■ **Assignment**
Copy out each line of the listing below in which the string "entrance" occurs.

■ **Record excerpts**
----

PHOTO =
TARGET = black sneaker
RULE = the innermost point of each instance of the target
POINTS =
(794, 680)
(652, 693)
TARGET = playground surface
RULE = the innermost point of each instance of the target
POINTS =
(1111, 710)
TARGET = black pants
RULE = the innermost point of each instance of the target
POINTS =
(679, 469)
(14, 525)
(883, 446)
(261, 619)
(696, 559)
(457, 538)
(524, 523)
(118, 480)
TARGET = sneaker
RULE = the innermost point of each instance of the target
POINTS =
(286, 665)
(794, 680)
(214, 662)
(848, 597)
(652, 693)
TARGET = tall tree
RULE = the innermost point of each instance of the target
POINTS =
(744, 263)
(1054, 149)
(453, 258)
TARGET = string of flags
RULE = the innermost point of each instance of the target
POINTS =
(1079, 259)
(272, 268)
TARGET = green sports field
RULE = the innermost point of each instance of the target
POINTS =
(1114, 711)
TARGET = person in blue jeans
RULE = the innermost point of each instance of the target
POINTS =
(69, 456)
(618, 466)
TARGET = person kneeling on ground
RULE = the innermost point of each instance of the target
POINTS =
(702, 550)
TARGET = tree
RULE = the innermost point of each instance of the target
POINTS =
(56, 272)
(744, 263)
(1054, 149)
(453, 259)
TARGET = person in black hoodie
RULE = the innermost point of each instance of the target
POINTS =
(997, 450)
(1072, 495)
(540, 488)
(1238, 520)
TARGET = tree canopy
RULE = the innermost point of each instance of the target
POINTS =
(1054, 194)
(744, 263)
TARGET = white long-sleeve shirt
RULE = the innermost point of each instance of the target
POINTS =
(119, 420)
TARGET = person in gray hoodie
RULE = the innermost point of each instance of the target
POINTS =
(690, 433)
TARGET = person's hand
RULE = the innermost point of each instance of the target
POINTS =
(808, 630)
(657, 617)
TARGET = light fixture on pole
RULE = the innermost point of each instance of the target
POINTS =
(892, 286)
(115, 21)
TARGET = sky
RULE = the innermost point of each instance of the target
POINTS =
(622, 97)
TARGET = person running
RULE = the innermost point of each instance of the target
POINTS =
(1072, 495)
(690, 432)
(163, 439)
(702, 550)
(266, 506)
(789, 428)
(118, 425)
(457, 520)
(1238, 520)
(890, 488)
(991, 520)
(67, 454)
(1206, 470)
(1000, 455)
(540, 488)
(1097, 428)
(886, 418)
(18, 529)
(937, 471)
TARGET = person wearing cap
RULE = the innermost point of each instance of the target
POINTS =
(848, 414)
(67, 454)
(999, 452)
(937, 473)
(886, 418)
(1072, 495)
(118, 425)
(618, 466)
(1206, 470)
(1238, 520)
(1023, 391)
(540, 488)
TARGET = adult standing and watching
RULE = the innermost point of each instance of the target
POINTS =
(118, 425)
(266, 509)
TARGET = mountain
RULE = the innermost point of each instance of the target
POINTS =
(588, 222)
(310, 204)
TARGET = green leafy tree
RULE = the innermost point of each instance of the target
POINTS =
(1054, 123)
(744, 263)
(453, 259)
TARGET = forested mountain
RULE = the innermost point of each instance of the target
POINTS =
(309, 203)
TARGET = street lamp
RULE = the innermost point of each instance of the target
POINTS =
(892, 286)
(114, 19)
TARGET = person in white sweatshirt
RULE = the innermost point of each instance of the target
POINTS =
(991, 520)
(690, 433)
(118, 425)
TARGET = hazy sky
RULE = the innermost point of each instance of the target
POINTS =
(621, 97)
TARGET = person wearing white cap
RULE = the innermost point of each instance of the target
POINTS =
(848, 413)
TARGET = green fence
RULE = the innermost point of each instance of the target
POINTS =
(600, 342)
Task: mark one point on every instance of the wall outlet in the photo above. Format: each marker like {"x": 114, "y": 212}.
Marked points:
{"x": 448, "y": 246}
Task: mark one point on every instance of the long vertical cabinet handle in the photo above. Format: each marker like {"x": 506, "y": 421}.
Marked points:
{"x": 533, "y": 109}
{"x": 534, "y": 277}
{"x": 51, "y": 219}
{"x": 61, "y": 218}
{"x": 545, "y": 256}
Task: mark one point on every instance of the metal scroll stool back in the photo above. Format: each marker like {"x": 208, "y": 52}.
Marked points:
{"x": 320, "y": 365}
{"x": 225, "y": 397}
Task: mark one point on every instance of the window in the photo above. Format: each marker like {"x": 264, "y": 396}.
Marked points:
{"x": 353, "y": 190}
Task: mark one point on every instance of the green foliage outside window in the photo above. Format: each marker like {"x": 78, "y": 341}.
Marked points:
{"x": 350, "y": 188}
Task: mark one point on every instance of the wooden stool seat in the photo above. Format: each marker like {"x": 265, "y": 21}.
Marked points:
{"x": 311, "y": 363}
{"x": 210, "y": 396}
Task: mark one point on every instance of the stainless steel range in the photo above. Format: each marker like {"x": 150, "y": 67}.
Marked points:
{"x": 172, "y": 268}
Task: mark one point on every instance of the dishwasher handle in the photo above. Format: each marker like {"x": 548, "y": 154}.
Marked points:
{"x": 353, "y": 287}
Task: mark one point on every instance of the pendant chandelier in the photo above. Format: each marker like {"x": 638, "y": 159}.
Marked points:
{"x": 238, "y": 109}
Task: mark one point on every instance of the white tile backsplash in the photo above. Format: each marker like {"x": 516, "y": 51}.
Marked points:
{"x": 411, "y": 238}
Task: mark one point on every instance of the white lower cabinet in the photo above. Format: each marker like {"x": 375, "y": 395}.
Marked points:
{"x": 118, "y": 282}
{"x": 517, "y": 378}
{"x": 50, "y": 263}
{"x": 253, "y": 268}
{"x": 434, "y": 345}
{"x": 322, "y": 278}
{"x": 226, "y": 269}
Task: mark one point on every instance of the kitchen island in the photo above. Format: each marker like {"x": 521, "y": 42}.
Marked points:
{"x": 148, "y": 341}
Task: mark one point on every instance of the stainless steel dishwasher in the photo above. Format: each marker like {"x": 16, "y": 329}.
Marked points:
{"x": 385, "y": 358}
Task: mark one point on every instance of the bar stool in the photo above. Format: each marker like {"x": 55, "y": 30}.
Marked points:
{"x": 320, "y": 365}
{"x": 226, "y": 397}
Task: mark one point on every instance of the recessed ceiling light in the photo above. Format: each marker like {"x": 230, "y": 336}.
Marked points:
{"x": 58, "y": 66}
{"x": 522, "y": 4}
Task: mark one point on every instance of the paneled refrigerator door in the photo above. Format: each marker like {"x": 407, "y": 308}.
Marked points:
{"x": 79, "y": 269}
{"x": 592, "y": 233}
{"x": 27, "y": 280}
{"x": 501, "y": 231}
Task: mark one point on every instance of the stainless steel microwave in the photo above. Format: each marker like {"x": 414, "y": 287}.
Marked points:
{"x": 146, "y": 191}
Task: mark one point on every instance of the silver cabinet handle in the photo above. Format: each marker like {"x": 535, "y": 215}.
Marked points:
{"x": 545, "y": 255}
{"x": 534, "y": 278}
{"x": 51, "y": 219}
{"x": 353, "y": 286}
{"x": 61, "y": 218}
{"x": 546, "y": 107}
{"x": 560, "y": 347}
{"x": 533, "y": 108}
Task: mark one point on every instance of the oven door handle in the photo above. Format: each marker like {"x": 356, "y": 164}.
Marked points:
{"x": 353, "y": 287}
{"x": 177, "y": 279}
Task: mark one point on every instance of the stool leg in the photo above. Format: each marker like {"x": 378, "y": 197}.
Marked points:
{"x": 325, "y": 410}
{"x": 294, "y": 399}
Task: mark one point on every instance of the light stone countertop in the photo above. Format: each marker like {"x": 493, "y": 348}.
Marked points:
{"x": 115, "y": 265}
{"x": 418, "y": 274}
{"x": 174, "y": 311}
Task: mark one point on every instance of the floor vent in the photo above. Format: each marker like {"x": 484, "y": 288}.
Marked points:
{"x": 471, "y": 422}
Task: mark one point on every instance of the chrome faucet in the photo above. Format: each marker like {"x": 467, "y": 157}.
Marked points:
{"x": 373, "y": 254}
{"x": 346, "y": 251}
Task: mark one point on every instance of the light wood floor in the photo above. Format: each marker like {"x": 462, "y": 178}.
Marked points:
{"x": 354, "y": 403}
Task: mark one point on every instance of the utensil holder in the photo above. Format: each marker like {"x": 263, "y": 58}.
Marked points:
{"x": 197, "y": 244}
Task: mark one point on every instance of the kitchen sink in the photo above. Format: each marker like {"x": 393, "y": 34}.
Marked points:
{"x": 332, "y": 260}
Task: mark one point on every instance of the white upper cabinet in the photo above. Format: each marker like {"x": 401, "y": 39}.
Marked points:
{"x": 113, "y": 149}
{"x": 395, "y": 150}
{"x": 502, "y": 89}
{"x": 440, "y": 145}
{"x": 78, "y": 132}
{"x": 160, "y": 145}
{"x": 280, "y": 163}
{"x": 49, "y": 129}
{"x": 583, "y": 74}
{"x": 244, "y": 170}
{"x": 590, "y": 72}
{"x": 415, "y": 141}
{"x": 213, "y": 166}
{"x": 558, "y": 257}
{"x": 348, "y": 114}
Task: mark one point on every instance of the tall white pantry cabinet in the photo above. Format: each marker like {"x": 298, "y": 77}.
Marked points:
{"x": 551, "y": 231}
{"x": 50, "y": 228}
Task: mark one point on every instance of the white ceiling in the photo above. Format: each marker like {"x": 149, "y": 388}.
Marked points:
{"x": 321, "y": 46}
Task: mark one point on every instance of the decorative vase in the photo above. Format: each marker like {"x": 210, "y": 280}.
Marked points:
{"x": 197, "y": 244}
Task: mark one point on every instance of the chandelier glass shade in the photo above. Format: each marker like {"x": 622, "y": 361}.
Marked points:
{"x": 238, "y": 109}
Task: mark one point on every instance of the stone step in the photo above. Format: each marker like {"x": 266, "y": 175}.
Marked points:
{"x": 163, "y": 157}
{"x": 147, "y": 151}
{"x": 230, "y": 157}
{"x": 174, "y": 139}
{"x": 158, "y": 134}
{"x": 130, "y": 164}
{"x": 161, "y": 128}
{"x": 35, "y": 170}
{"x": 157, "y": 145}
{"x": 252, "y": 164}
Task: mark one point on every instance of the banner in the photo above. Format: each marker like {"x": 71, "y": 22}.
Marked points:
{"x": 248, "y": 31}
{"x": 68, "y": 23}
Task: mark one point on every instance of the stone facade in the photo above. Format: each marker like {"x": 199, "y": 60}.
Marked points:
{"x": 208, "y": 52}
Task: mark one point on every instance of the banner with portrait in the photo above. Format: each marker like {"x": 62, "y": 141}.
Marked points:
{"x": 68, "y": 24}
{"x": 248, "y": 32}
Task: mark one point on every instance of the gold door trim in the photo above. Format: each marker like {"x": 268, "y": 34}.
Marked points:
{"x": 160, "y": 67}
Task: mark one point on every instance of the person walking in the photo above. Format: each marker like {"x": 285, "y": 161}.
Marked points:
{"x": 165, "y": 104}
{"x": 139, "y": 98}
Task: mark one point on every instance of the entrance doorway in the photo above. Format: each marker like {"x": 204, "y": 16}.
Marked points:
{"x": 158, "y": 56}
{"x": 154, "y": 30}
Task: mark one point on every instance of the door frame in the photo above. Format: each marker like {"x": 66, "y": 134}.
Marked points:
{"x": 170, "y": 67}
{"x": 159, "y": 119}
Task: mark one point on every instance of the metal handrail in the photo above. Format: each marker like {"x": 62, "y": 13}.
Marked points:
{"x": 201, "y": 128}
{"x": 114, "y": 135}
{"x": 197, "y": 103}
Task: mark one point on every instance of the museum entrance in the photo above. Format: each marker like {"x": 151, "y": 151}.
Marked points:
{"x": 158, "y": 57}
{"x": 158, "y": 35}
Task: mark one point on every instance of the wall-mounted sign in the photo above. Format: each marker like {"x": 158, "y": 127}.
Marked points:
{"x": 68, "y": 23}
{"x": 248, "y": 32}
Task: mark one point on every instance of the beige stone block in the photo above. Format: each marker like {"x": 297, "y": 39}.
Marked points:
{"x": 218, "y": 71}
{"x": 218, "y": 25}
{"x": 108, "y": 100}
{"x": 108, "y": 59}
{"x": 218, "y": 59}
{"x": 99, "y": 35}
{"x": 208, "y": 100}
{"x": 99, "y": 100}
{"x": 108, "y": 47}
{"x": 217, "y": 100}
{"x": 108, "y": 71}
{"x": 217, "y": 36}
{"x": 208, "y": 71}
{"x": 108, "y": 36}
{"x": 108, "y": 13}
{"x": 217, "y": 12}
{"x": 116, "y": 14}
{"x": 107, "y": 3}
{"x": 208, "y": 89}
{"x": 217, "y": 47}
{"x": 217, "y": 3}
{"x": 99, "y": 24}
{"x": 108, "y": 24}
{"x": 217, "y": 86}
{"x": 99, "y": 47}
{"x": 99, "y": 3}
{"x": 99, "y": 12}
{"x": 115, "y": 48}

----

■ **Response**
Task: mark one point on every instance of the entrance doorway in the photo above. Format: each marker like {"x": 204, "y": 16}.
Task: mark one point on every instance of the museum entrance in the photo above. Format: each marker like {"x": 151, "y": 151}.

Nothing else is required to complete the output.